Your task:
Locate every line in the items below that contains the word "tree" and copy each such line in full.

━━━━━ Data rows ━━━━━

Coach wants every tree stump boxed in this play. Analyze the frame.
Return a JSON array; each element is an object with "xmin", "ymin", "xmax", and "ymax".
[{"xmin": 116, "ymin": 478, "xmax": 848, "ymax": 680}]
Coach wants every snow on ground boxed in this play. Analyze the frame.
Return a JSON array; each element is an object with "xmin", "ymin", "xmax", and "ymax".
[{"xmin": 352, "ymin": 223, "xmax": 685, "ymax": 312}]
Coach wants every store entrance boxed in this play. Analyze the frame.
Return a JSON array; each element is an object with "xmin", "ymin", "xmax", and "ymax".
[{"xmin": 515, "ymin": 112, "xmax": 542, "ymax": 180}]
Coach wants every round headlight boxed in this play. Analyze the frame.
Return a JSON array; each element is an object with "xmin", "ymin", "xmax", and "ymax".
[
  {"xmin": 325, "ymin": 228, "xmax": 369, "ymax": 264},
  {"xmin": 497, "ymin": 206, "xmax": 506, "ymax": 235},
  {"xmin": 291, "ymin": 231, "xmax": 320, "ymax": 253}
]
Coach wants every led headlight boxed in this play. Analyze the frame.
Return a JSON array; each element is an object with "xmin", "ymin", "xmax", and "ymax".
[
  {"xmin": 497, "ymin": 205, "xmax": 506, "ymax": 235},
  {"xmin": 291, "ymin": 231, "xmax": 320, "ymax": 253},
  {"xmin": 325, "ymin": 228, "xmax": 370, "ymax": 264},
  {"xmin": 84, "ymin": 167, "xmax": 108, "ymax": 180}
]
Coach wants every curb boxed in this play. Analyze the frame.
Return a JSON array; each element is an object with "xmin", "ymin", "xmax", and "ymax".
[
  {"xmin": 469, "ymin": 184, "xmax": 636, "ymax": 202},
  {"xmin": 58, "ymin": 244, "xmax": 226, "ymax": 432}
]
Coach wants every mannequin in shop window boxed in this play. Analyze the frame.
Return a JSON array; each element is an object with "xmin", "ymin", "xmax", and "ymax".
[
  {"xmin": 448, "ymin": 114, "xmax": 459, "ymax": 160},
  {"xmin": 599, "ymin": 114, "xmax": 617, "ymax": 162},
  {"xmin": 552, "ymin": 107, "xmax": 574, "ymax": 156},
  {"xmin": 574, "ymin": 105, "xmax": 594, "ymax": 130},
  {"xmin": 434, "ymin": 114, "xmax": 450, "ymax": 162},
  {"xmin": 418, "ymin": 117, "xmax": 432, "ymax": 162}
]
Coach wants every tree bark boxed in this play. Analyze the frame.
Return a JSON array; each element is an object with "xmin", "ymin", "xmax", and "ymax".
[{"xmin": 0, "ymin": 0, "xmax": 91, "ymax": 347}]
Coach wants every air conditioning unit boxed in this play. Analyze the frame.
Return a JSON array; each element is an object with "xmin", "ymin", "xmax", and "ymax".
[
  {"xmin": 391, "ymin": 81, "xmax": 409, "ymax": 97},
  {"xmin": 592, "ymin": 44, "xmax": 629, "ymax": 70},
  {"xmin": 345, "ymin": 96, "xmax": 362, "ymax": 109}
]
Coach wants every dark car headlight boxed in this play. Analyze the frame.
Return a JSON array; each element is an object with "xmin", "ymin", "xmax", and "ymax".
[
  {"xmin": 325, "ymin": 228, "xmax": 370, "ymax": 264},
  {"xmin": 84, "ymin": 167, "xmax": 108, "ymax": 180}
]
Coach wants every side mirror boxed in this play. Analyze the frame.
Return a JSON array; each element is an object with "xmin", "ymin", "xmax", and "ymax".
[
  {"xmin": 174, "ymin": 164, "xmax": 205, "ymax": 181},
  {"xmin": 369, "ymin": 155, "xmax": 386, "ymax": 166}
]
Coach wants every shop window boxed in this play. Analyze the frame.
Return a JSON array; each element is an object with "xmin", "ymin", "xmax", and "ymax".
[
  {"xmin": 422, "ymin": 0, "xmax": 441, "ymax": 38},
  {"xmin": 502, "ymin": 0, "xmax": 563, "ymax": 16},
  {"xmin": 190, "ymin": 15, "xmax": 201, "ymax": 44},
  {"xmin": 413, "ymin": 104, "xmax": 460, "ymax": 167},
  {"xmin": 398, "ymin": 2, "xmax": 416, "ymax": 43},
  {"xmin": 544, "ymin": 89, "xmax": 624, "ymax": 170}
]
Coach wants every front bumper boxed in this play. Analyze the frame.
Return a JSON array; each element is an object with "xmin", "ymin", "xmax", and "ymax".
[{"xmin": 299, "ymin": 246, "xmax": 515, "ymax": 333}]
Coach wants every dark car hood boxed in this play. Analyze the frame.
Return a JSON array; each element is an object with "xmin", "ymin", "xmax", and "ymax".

━━━━━

Reply:
Coach wants every tree stump boxed in this play. Analyze the frame.
Coach wants every tree bark boxed in this play. Analyze the frame.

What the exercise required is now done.